──────── Record excerpts ────────
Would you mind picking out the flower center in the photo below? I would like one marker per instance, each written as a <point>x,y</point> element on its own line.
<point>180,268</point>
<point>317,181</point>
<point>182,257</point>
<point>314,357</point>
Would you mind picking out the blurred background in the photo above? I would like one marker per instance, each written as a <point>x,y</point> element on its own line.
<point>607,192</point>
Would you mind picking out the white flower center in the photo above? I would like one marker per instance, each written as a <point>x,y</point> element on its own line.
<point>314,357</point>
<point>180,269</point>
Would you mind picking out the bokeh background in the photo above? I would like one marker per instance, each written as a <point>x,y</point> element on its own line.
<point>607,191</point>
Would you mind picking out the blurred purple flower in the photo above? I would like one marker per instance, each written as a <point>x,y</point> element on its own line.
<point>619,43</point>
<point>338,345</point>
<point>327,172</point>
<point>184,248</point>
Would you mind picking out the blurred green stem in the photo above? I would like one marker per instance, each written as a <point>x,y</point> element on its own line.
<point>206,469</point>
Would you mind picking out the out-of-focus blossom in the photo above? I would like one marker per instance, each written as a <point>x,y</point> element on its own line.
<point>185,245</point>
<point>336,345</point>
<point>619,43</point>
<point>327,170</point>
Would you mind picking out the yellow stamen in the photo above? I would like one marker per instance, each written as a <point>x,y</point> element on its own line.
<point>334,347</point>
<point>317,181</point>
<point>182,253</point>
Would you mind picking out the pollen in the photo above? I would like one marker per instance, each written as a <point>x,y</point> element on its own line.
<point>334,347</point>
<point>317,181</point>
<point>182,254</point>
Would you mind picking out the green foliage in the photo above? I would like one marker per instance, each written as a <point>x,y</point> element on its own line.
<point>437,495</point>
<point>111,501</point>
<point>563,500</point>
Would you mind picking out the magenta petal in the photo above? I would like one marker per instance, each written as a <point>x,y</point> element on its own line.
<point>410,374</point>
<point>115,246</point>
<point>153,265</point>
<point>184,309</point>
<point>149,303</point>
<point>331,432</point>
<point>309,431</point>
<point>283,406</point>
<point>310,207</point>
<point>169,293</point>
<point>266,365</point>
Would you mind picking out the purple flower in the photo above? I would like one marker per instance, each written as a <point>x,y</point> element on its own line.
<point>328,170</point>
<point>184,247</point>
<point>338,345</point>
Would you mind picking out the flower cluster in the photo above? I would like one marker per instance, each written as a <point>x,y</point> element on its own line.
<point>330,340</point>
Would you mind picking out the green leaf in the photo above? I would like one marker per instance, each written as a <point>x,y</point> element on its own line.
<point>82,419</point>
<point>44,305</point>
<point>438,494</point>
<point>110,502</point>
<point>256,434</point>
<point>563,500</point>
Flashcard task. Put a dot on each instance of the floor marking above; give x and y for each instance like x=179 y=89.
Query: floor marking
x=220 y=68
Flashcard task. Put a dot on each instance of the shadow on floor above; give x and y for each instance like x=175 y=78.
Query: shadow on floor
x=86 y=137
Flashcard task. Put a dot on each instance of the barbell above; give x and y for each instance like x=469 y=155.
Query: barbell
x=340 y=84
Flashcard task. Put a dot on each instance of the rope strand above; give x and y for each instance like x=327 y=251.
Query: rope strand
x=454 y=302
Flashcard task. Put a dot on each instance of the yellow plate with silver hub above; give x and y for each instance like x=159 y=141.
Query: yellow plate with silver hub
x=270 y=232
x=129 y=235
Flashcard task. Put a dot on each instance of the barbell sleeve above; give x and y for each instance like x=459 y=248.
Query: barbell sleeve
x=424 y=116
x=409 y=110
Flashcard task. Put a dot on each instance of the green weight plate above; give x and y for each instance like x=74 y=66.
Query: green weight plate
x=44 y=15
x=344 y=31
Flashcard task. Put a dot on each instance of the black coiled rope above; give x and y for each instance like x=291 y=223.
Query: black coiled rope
────────
◆ **Task objective**: Would you copy out every line in the records that includes the string "black"?

◆ **Answer section**:
Flashcard task. Put a dot on each instance of the black coiled rope above; give x and y for each instance like x=291 y=223.
Query: black coiled rope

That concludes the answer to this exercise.